[begin Provided data]

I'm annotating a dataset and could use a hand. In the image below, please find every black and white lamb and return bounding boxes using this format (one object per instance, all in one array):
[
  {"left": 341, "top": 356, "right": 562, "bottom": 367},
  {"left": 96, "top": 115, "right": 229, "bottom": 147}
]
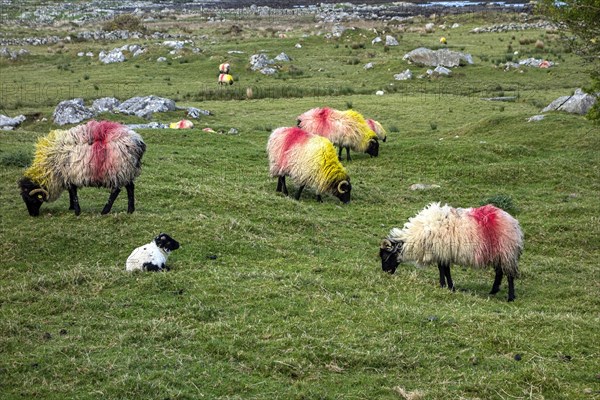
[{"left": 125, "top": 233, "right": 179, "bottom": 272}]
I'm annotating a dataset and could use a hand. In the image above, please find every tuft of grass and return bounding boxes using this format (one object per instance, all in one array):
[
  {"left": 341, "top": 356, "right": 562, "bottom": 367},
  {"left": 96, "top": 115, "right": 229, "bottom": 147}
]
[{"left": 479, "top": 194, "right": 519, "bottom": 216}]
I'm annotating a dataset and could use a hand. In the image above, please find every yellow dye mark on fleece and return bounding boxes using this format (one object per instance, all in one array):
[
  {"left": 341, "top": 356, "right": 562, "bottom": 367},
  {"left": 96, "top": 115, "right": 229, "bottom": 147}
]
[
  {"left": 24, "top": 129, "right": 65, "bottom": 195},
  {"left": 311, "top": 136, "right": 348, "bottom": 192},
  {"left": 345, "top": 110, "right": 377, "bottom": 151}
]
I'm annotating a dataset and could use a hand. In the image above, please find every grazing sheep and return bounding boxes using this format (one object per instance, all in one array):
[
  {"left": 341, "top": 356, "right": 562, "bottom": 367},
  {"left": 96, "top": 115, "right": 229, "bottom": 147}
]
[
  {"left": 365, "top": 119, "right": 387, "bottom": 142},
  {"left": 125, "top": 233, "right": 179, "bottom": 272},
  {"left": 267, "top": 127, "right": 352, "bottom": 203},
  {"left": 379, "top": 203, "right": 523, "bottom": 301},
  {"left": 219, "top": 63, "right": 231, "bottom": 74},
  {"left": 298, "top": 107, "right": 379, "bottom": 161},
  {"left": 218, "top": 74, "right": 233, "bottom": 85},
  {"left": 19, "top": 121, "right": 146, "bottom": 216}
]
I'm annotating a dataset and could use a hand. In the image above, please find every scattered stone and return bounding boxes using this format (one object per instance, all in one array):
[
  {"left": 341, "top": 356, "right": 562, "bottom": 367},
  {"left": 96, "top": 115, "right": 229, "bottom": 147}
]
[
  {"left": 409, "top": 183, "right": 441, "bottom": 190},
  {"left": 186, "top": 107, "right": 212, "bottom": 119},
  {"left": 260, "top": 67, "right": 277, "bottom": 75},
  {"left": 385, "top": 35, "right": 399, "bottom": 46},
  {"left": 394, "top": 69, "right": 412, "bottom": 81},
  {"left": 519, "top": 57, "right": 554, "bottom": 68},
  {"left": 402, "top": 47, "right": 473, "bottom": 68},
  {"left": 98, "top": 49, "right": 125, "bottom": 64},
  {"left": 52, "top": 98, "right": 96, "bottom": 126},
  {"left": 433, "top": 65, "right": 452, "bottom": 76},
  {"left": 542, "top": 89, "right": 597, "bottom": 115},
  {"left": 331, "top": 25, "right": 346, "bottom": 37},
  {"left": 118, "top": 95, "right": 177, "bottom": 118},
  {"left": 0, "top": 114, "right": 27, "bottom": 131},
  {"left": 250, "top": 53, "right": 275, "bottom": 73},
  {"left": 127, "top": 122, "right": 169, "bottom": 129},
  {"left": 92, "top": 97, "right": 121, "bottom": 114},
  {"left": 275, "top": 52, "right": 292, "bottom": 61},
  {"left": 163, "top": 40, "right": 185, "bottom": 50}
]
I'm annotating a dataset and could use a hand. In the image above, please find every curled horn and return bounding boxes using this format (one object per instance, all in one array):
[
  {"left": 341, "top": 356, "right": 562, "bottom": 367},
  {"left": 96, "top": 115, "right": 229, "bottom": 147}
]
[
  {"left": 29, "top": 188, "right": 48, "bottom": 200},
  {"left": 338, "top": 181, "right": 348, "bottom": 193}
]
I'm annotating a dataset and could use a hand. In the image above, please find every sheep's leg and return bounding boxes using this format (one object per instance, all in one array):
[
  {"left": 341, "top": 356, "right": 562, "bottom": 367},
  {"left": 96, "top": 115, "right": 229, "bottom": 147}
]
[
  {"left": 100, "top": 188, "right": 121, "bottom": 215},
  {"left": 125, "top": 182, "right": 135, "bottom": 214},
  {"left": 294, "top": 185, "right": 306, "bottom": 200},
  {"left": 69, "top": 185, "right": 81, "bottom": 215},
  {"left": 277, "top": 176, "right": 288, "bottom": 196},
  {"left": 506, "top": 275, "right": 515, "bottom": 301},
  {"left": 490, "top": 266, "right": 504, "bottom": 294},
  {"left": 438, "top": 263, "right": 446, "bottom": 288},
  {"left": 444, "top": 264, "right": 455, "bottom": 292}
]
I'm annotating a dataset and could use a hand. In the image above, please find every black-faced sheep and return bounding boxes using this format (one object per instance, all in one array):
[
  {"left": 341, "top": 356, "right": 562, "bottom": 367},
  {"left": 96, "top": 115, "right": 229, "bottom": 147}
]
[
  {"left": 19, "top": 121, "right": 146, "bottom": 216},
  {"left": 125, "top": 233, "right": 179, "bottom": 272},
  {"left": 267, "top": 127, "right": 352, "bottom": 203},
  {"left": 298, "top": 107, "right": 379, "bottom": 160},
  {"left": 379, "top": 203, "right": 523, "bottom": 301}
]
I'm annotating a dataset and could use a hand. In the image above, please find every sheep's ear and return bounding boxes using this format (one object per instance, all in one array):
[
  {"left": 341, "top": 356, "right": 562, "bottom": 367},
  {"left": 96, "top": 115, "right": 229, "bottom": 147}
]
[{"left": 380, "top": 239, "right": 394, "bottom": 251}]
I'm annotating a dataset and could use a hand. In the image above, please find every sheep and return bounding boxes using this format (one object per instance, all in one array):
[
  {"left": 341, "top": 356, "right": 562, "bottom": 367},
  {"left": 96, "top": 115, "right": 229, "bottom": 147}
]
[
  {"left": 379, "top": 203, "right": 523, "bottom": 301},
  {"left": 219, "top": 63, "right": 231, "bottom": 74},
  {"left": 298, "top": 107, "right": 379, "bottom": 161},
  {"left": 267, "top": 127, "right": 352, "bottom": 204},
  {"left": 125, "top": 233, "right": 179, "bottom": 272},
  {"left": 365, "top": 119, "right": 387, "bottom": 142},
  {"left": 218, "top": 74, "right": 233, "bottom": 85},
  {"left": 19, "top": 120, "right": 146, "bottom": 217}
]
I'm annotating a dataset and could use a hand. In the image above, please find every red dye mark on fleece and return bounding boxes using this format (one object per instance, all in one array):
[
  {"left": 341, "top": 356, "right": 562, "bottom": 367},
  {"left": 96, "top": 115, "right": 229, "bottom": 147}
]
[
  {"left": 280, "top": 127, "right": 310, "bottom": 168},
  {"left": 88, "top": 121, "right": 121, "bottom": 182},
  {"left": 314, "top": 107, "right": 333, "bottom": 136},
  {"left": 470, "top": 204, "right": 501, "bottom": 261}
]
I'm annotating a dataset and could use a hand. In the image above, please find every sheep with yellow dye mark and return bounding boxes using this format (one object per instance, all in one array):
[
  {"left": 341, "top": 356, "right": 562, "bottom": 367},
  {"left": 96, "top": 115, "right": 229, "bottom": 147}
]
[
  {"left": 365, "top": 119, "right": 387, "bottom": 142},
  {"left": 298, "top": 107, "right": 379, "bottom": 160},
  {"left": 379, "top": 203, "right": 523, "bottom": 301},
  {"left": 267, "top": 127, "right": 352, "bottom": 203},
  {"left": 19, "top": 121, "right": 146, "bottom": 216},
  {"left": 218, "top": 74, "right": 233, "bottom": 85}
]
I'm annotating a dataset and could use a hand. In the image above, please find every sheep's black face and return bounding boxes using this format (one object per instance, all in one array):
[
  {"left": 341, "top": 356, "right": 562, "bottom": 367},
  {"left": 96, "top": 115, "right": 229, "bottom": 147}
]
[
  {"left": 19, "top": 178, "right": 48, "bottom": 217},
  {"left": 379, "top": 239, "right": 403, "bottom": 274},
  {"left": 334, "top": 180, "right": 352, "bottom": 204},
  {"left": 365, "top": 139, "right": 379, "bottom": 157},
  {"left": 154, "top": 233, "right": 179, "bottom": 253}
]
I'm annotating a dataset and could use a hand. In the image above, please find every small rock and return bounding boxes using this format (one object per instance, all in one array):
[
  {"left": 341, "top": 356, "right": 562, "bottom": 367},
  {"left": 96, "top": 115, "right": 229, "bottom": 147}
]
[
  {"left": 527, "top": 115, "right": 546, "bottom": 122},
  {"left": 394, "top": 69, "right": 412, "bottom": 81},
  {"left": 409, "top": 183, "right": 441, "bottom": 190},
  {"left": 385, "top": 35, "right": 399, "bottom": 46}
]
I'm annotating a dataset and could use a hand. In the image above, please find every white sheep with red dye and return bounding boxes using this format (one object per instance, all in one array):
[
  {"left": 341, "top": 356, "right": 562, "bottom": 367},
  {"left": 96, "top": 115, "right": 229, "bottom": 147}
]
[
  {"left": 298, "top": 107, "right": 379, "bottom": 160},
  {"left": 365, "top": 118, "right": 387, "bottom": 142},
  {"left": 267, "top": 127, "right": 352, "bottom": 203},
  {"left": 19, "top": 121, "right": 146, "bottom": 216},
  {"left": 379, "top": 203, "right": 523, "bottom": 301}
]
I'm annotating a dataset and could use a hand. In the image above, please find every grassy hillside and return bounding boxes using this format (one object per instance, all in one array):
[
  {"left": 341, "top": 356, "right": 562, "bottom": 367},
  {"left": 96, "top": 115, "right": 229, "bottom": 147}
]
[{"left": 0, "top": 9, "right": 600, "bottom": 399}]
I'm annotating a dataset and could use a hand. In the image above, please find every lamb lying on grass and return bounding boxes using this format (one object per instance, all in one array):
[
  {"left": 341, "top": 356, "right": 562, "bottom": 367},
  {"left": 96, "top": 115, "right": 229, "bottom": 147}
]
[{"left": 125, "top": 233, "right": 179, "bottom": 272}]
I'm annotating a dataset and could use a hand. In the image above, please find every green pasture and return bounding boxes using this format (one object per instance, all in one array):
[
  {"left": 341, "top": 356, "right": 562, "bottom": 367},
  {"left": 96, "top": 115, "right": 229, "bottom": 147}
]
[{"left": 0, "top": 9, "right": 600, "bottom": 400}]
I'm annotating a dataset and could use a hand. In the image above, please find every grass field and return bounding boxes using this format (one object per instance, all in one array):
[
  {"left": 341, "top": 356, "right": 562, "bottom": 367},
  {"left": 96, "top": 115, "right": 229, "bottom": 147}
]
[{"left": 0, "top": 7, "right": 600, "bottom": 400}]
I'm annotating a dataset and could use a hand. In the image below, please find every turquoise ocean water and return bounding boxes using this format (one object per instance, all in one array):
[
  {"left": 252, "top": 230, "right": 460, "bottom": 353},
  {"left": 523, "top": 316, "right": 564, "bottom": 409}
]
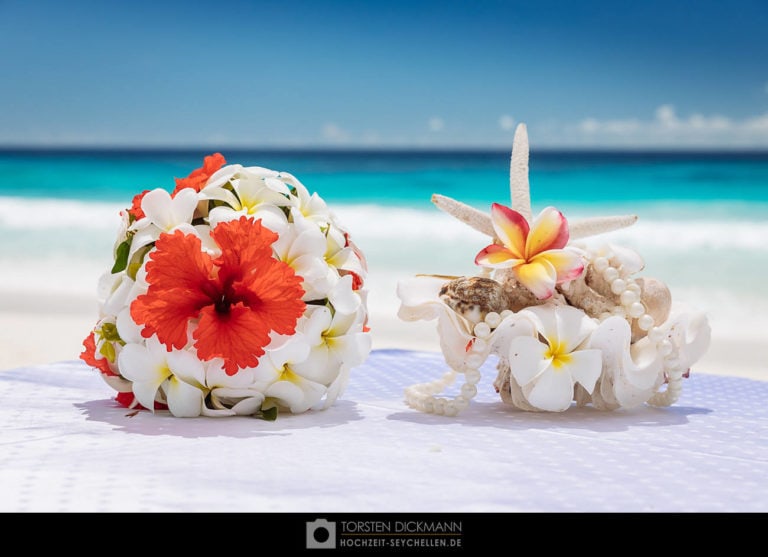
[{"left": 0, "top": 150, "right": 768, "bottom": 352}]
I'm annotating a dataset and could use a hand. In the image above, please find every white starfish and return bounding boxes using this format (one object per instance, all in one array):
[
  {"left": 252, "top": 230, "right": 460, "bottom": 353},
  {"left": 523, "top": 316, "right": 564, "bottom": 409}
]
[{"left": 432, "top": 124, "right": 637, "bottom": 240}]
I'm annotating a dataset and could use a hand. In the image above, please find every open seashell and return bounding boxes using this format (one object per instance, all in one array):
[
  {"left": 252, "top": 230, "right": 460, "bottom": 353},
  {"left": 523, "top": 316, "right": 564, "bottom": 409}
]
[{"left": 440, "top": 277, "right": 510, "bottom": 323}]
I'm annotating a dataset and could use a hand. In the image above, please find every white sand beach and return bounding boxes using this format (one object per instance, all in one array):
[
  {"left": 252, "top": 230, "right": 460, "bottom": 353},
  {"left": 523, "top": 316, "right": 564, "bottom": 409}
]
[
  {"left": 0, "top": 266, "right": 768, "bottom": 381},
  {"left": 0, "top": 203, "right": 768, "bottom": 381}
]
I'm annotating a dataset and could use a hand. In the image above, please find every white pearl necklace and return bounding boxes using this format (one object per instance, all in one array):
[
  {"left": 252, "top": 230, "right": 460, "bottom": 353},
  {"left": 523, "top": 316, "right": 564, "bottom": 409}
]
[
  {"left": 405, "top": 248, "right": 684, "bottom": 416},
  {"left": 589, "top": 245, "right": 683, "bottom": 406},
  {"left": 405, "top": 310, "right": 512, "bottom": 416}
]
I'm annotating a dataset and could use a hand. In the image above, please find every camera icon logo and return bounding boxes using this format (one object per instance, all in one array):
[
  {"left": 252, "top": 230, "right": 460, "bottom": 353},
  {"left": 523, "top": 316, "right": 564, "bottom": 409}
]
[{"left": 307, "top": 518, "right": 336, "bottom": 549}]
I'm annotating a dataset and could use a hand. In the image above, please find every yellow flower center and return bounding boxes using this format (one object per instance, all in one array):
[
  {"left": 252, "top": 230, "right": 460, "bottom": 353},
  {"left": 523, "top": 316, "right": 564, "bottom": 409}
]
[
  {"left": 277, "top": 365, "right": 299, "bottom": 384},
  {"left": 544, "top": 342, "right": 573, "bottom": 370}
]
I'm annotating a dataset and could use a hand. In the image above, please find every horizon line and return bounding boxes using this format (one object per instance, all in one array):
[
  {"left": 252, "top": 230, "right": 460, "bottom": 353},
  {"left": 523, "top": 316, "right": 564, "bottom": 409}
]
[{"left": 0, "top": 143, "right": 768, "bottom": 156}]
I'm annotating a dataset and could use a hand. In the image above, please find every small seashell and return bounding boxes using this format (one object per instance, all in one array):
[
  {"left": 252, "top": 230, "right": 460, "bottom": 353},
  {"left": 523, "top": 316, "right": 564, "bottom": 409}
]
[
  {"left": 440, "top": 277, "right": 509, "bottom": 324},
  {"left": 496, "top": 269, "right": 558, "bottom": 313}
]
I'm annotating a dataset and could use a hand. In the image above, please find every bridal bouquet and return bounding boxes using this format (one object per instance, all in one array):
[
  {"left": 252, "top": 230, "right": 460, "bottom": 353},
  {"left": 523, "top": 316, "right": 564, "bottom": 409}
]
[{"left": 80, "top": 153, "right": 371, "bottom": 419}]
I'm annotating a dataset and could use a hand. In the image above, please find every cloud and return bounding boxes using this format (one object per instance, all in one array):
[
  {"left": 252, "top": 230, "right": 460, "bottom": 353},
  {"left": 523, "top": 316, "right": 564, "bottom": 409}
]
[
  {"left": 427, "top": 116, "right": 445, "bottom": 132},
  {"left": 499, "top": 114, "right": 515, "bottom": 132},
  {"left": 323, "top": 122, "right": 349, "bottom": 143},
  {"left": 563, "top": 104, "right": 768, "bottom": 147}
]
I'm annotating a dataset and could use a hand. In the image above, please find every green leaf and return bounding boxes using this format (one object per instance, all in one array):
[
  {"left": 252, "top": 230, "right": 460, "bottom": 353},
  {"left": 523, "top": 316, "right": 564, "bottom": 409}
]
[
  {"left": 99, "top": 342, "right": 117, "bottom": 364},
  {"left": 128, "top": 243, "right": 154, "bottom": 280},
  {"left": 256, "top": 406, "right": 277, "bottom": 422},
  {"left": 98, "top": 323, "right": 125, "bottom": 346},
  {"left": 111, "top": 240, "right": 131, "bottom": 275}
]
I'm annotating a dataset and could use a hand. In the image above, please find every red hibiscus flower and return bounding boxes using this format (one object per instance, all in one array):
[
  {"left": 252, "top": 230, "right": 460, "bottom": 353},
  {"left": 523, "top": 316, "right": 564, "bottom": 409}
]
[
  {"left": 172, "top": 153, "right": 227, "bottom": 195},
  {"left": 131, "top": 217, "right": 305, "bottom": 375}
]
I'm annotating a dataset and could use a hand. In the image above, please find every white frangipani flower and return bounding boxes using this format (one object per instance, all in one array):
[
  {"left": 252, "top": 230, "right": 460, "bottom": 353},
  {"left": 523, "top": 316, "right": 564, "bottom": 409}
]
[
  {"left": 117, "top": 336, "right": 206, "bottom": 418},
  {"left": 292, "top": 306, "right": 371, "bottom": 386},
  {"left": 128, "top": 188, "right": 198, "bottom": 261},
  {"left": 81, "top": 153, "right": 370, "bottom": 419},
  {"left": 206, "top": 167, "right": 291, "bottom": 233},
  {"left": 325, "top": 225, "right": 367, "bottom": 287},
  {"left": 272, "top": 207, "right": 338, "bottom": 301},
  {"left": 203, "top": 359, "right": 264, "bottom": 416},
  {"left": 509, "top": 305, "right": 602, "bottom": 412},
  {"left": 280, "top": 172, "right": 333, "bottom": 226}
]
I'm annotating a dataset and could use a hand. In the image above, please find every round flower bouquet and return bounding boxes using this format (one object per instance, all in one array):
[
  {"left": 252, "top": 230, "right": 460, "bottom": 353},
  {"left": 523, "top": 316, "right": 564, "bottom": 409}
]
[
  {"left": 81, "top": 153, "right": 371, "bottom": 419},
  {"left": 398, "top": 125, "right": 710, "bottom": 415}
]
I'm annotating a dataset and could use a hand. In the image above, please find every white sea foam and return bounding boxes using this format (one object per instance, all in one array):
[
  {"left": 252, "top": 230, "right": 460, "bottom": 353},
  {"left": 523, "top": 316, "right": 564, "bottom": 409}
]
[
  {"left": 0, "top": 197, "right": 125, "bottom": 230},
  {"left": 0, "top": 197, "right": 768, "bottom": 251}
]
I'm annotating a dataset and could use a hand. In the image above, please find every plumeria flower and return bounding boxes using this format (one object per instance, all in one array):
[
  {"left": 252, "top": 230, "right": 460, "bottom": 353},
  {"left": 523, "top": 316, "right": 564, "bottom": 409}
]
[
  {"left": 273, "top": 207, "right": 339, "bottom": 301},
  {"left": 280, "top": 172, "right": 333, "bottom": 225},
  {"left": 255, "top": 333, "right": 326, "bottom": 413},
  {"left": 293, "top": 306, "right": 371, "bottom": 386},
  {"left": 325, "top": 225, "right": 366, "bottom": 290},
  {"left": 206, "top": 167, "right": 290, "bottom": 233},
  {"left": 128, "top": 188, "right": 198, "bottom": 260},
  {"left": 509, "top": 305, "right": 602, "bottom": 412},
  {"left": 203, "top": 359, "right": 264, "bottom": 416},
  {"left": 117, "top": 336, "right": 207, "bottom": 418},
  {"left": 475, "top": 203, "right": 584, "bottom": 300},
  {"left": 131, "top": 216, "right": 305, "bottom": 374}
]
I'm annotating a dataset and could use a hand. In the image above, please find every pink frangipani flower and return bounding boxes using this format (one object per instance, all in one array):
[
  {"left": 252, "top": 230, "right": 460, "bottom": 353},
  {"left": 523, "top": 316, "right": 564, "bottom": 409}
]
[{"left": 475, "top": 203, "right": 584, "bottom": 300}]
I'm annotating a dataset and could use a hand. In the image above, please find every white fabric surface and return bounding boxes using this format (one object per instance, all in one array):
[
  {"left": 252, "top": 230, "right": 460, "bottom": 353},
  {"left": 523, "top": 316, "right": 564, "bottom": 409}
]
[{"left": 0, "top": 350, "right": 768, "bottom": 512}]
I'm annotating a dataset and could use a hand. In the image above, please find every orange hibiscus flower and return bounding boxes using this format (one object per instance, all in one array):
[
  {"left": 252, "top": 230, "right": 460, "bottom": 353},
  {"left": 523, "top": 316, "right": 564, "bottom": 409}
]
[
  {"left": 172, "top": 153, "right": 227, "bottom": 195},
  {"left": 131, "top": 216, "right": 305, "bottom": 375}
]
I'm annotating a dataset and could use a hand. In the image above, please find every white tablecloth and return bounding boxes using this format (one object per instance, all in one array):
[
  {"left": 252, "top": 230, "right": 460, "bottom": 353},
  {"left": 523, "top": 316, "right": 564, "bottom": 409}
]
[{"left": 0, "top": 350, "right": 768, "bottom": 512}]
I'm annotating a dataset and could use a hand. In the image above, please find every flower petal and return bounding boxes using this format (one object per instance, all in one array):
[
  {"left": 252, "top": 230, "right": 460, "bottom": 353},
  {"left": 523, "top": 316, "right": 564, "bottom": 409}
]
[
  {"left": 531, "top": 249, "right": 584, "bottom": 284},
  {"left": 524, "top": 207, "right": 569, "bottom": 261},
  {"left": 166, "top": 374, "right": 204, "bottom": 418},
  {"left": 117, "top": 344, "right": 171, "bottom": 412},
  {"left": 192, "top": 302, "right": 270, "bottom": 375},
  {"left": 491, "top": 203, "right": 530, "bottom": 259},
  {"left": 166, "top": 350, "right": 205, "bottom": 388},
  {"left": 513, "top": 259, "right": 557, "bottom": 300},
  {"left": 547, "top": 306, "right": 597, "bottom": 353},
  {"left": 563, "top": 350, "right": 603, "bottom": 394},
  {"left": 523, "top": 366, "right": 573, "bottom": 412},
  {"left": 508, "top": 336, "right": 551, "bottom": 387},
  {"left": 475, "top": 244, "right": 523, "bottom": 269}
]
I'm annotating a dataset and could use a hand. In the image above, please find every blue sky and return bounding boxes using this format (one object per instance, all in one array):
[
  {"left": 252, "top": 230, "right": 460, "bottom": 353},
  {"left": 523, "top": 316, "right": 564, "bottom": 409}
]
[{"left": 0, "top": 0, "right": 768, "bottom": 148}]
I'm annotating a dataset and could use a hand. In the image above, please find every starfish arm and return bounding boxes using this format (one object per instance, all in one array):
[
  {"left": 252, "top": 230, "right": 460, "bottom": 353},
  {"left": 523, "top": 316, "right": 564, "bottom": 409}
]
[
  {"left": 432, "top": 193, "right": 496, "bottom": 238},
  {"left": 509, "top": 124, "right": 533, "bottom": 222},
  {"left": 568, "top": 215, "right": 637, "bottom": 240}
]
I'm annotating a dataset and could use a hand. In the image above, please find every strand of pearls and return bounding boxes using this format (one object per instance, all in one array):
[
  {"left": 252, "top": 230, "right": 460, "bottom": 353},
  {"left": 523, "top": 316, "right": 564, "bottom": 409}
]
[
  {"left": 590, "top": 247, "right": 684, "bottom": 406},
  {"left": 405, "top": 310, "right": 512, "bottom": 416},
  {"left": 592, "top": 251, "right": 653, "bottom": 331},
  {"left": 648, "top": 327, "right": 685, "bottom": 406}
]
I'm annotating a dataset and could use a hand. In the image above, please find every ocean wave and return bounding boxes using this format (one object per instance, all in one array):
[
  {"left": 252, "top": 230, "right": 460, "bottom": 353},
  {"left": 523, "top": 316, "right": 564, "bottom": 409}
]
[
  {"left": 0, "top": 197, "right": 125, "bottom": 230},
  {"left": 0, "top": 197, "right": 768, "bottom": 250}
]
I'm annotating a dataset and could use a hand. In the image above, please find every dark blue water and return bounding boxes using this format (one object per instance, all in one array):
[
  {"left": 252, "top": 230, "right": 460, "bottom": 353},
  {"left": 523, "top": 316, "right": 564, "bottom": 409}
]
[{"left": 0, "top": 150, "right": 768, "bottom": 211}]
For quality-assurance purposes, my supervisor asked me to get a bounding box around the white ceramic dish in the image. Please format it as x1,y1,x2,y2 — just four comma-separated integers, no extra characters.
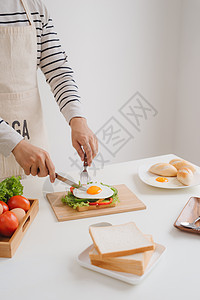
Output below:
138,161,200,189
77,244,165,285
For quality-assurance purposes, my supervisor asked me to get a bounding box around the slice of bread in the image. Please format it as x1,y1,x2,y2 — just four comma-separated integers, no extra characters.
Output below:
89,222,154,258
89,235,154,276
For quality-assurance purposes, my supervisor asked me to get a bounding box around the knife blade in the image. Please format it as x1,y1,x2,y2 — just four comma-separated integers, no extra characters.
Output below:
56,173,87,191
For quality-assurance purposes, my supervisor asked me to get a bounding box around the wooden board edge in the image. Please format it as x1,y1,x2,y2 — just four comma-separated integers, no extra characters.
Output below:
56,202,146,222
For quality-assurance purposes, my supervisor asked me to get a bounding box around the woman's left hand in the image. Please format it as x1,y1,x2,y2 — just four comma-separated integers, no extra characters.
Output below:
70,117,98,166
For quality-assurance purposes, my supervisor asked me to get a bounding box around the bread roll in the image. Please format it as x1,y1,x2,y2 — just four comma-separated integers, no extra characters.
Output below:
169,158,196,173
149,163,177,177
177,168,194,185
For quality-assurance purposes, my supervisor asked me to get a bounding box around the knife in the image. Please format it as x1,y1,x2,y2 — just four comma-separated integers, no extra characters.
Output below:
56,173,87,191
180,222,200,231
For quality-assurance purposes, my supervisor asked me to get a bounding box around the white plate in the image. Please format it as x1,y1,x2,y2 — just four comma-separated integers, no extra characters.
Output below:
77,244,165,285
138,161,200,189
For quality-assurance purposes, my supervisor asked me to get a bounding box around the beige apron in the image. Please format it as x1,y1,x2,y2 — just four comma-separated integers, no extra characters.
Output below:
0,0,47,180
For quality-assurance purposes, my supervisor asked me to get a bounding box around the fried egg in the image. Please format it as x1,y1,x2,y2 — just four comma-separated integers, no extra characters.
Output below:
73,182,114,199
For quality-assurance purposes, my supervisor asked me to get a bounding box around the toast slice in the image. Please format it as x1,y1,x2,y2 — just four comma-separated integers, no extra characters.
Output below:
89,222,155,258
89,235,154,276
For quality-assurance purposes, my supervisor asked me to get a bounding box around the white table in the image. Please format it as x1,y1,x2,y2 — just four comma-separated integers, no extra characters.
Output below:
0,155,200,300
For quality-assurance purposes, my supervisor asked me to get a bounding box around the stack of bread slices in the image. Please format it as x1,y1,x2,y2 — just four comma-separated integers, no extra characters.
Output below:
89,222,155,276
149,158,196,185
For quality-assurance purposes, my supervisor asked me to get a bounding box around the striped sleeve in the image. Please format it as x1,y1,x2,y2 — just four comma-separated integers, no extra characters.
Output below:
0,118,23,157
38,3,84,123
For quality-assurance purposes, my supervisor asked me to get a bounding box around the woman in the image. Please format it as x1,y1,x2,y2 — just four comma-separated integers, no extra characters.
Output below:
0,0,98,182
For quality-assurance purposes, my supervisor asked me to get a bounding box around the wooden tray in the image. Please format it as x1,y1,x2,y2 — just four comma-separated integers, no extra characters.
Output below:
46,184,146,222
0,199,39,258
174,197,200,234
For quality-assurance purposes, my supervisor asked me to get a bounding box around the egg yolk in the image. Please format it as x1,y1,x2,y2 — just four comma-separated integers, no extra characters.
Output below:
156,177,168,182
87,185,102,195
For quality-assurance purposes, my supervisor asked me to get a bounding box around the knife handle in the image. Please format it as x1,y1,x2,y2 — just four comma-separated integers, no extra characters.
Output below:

[end Provided data]

■ Task requirements
Reproduce the stretch from the line containing "around the egg" through the end of the records, substituting "team lead" for every occurrence of "supervisor" and leaving all else unchanged.

■ Complete response
For quality-assurance purposes, my team lead asked me to get a bounding box around the egg yolk in the image. Please format it as x1,y1,x2,y2 — just four comma-separated integers, no extra characters.
Output below:
156,177,168,182
87,185,102,195
For quality-assurance purposes, my team lead asked me to get a bounding box around the knife handle in the image. Please format it as x1,y1,x2,y2 — just four comma-separated integers, no extra characters.
Output below:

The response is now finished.